§ Description of the task
Rewrite every row below with "Label" substituted for "Target", leaving all other text unchanged. Leave the pictures out of the rewritten rows.

§ Recorded information
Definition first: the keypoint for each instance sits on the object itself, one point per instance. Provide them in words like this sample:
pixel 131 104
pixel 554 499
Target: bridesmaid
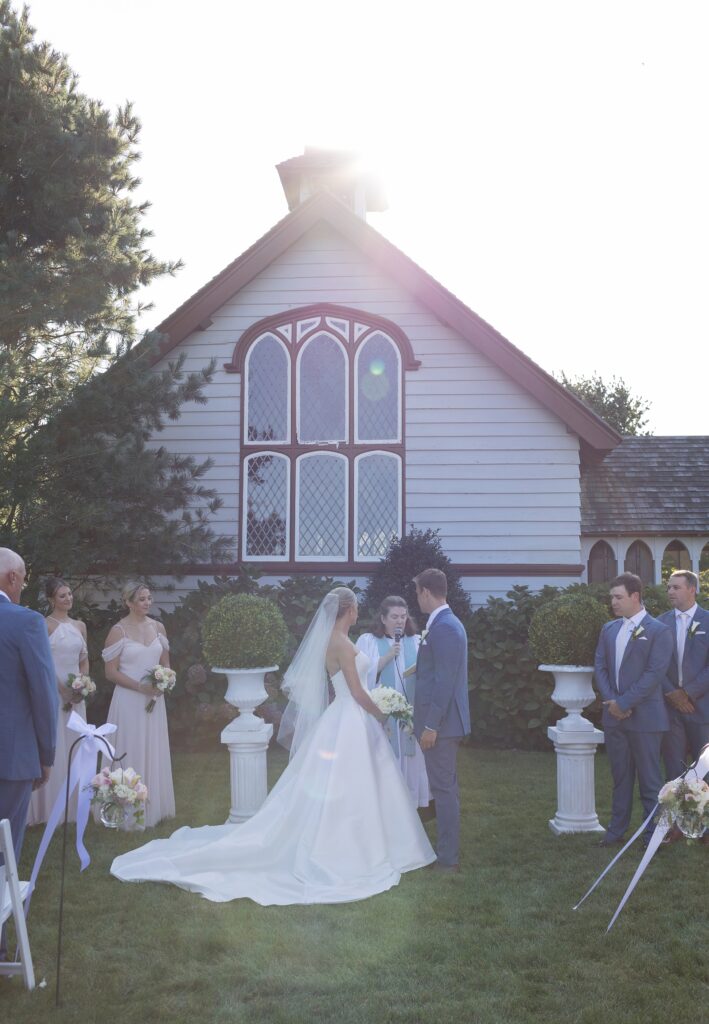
pixel 68 644
pixel 134 646
pixel 388 662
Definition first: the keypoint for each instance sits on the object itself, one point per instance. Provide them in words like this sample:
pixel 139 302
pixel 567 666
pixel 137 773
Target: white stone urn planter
pixel 247 739
pixel 575 740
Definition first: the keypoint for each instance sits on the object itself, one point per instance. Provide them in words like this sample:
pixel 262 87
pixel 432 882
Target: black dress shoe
pixel 610 840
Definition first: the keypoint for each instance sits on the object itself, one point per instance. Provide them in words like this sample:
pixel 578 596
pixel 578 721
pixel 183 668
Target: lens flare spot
pixel 375 387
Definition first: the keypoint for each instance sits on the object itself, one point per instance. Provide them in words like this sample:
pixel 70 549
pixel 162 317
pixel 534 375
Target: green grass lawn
pixel 497 943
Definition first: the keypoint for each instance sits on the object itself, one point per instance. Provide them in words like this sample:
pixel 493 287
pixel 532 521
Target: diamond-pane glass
pixel 266 506
pixel 267 384
pixel 377 504
pixel 322 507
pixel 323 391
pixel 377 390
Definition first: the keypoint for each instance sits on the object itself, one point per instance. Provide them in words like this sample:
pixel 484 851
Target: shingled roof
pixel 649 485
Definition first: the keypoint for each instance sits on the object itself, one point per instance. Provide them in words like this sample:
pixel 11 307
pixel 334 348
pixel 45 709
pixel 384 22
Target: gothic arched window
pixel 323 430
pixel 638 559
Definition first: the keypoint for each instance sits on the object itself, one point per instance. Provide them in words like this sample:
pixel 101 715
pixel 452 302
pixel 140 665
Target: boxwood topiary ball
pixel 244 632
pixel 566 631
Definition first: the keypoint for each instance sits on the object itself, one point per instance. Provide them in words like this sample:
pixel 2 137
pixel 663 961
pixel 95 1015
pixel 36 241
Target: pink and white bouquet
pixel 79 684
pixel 120 788
pixel 685 803
pixel 163 679
pixel 393 704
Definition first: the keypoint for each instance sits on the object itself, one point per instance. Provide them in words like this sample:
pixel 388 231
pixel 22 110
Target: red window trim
pixel 348 449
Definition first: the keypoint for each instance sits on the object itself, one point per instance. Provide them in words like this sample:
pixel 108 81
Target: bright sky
pixel 546 161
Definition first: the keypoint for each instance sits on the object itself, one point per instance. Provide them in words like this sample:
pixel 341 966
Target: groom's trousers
pixel 443 779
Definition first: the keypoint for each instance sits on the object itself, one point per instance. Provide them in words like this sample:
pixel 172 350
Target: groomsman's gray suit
pixel 687 730
pixel 441 702
pixel 633 744
pixel 29 708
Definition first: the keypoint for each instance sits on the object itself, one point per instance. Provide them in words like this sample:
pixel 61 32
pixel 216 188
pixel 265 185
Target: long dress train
pixel 338 825
pixel 143 737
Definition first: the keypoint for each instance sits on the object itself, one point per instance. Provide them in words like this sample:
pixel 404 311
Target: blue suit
pixel 29 708
pixel 441 702
pixel 687 731
pixel 633 744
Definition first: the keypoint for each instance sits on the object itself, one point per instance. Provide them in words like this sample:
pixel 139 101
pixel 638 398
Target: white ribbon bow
pixel 699 770
pixel 83 768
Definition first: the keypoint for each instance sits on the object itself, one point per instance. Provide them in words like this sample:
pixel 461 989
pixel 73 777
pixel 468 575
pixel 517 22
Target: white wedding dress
pixel 338 825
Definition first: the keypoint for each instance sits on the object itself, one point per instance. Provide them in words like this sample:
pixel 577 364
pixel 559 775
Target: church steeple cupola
pixel 334 170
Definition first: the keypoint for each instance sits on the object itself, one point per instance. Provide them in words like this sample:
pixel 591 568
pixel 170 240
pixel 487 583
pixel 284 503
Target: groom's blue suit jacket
pixel 695 664
pixel 639 681
pixel 29 700
pixel 441 699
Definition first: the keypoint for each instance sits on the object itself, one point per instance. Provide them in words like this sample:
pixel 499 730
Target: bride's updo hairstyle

§ Solution
Definition first: the keypoint for each instance sits on the object itself, one point per instance. Provide them in words like this sample:
pixel 131 104
pixel 554 499
Label: bridesmaid
pixel 68 644
pixel 134 646
pixel 388 662
Definition first: the keypoint for each instance sits on the object itself, one point per instance. Provide them in words like this sample:
pixel 139 302
pixel 567 666
pixel 137 773
Label: white stone urn planter
pixel 247 739
pixel 575 740
Definition first: the keypoint for each instance sits on the object itself, one point per instance. Provide them in words like this sample:
pixel 262 87
pixel 432 882
Label: black dress shoe
pixel 610 840
Definition first: the keypoint for each instance sits on the object itself, one point per instance. Provide them in words like this sample:
pixel 578 596
pixel 578 721
pixel 183 668
Label: lens flare spot
pixel 375 387
Definition first: the keypoint for each instance sits on the object itself, one point per instance. Provide them in words like this sample:
pixel 70 549
pixel 162 317
pixel 534 375
Label: green grass lawn
pixel 497 943
Definition first: the keypoint for each instance sits on the object itself, one point per instance. Provide them in words like this sample:
pixel 493 287
pixel 532 521
Label: diamond-pane glass
pixel 266 506
pixel 267 384
pixel 377 504
pixel 322 507
pixel 323 391
pixel 377 390
Definition first: the keypoint for each instance sits on the object itself, one point per instance. Provide them in words like this sample:
pixel 484 851
Label: shingled roof
pixel 649 485
Definition first: the keypoint for each instance sits on the object itself, one point per instance. Provide them in words like this sample:
pixel 11 307
pixel 334 348
pixel 45 709
pixel 384 22
Label: gothic arched window
pixel 323 430
pixel 638 559
Definition first: the keypoint for each instance sits on the object itself, one point per instance. Provide them in words like this sample:
pixel 101 715
pixel 452 302
pixel 140 665
Label: boxwood topiary ball
pixel 244 632
pixel 566 631
Definition first: the keypoint for each instance sits on the object itself, one point per instance. Provide them in words like this sample:
pixel 2 137
pixel 663 961
pixel 95 1015
pixel 36 241
Label: pink and white bouquet
pixel 79 684
pixel 120 788
pixel 685 803
pixel 163 679
pixel 393 704
Definition first: the keypoint for each instance sits on the object itself, one point per instance. Provide them in words like this sample:
pixel 388 231
pixel 22 110
Label: red window trim
pixel 348 449
Definition first: the keypoint for each instance sits on the object itself, one point per instance. Provide them in words like this sample:
pixel 108 81
Label: bright sky
pixel 546 161
Definition first: the keypoint for each instance sits on the object itself, one point per instance. Provide them in words like this sample:
pixel 341 966
Label: groom's trousers
pixel 443 779
Definition first: the keypoint for each instance sits on the object itself, one point per instance. Provide them in words like this sample:
pixel 172 350
Label: groomsman's gray suit
pixel 687 730
pixel 441 702
pixel 633 744
pixel 29 708
Definition first: the keypoint for each instance sits on the object itself, one point per instance. Provide them in words like this sample:
pixel 61 32
pixel 216 188
pixel 265 185
Label: long dress train
pixel 338 825
pixel 143 737
Definition first: the keypoint for each instance sits on the object itself, one point per instance. Provide them in words like this sample:
pixel 404 311
Label: blue suit
pixel 29 708
pixel 441 702
pixel 687 731
pixel 633 744
Definition first: the keypoint for each instance sits on the object itself, one point per instance. Provide them in words like this sample:
pixel 139 101
pixel 638 398
Label: white ribbon bow
pixel 699 770
pixel 83 768
Definition first: the keypoint for each instance sits on the object itself, one point per instance. Provide them in words like this sample:
pixel 461 989
pixel 73 777
pixel 468 575
pixel 517 22
Label: white wedding dress
pixel 338 825
Definition first: the keypoint for each instance sits on the object itself, one point per instance. Provide them in words like this sample:
pixel 577 364
pixel 559 775
Label: church steeple cupola
pixel 334 170
Definition first: the keypoint for each instance sits on the object itself, one point per instance. Provide them in words like this sample:
pixel 591 568
pixel 170 240
pixel 487 583
pixel 284 503
Label: groom's blue suit jacket
pixel 695 664
pixel 639 681
pixel 29 700
pixel 441 699
Definition first: the keypoint for each instance sits on the object itself, one point per instance. Provide them in words like this sample:
pixel 499 730
Label: bride's updo hairstyle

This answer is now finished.